9 Responses to "Letter to the Editor – PJ Robertson on Stephen Harper and Human Rights – Morrisburg Ontario Aug 17, 2011"

  1. Garfield   August 17, 2011 at 8:53 AM

    It’s good leadership in that he is with ability to change with the times. In current global economic downturn and with economic situation in the US, PM Harper, a economist, is diversifying from our huge dependence on US/Canada trade and seeking new markets. That is leadership and prudence. It puts logic, common sense and fiscal responsibility ahead of ideology and political correctness. His visits are about trade and that is hugely important for a trading nation such as Canada.

    The UN Economic Commission for Latin America and the Caribbean projects growth at 5%… 3-4 times higher than the US. Although Canada can never replace the US as our major trading partner, we can seek out and diversify trade to reduce damage with any further downturn in the US.

INFORMATION SHOWN:

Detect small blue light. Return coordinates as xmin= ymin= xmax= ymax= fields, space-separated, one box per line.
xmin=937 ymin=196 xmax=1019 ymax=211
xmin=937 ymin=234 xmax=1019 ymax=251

TASK TO COMPLETE:
Reproduce the passage from the reader comment on Harper's trade visits above, beginning at the words "It’s good leadership" and stopping after "such as Canada.".

THE OUTPUT:
It’s good leadership in that he is with ability to change with the times. In current global economic downturn and with economic situation in the US, PM Harper, a economist, is diversifying from our huge dependence on US/Canada trade and seeking new markets. That is leadership and prudence. It puts logic, common sense and fiscal responsibility ahead of ideology and political correctness. His visits are about trade and that is hugely important for a trading nation such as Canada.